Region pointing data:
⟨

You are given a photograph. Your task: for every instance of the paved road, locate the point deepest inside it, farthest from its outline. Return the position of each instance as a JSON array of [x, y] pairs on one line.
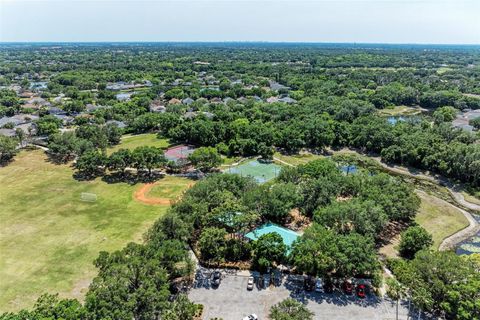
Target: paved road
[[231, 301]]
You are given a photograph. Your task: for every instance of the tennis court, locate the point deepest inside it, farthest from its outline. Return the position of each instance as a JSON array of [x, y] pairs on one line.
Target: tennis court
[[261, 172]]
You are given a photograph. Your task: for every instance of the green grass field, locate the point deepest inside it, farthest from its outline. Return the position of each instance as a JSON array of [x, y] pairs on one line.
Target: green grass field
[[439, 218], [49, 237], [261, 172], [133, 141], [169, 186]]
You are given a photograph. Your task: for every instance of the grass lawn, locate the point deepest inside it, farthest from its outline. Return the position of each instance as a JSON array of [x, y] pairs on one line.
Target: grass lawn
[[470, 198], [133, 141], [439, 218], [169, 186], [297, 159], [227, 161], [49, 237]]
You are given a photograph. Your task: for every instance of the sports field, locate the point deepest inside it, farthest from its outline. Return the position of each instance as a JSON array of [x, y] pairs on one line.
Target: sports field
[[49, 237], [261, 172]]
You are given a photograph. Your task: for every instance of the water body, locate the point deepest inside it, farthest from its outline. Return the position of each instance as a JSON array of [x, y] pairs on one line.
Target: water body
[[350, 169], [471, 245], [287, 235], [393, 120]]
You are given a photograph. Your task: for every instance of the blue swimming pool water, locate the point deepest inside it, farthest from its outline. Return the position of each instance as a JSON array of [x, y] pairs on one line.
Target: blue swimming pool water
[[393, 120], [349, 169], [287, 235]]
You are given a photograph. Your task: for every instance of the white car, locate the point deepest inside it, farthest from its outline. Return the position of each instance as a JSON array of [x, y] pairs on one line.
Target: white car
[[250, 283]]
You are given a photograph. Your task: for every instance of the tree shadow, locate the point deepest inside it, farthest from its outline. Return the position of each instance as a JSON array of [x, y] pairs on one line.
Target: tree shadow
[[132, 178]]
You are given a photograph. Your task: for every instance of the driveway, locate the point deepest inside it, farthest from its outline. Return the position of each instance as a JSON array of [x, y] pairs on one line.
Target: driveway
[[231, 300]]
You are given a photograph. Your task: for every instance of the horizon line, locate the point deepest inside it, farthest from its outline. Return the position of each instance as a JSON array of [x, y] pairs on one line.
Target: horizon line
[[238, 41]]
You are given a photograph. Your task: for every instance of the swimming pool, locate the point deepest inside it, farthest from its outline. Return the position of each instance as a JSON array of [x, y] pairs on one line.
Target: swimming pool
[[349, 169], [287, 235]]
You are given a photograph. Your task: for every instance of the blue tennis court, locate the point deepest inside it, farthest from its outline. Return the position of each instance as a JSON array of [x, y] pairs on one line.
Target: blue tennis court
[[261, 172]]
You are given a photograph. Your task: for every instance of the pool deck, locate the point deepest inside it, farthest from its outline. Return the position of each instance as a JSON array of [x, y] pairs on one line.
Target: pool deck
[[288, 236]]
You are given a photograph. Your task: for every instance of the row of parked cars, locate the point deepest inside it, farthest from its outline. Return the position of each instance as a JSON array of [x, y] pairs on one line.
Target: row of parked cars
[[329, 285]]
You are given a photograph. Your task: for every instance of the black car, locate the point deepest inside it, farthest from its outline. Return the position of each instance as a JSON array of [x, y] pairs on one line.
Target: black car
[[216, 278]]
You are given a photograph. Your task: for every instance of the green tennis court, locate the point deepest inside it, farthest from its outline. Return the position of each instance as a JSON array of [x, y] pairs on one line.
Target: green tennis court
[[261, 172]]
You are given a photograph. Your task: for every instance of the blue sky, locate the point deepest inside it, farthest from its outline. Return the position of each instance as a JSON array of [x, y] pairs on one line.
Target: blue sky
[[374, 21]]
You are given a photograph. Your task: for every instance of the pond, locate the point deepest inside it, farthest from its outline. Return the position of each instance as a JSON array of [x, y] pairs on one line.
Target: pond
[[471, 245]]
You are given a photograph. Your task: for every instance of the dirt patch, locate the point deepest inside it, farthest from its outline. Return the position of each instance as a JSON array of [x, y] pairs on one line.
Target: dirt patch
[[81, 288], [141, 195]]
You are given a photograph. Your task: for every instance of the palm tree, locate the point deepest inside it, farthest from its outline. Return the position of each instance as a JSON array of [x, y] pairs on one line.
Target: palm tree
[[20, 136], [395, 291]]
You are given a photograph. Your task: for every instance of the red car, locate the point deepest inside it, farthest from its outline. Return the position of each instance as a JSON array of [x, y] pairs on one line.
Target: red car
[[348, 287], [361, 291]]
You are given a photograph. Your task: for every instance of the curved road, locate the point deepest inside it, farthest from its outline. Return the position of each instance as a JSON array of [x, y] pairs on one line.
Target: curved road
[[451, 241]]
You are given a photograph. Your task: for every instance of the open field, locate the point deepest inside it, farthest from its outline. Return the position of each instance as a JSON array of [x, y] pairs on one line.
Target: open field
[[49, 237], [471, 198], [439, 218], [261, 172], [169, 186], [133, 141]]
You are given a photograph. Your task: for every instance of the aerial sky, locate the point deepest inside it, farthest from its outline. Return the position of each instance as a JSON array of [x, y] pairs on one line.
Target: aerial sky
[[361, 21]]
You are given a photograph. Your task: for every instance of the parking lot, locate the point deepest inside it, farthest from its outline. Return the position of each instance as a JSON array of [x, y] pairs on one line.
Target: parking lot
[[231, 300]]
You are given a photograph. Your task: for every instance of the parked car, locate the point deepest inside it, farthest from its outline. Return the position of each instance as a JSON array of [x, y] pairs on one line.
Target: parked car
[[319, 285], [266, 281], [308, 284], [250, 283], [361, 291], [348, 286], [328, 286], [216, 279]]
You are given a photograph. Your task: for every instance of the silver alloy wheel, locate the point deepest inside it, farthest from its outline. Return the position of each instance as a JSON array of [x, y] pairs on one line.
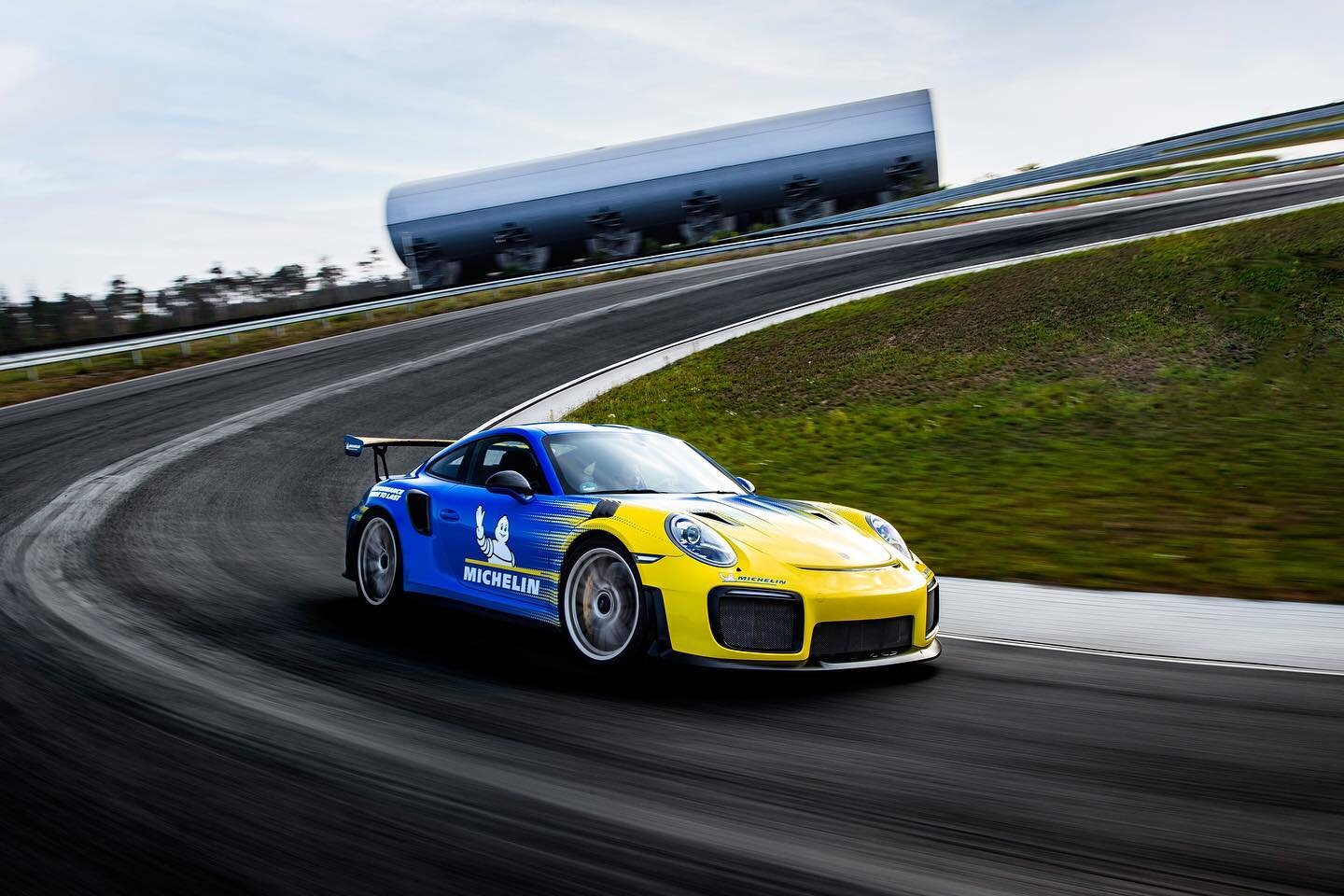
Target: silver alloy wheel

⟩

Go through the entries above and pull out each line with "wheel" in it.

You are given a photograph. Your task: for every instance of the silver alloy wheel, locate the point deepest inside it, farthest from its outline. Return the position of each instance as a JSON array of [x, y] pairs on one line.
Target: silver alloy wheel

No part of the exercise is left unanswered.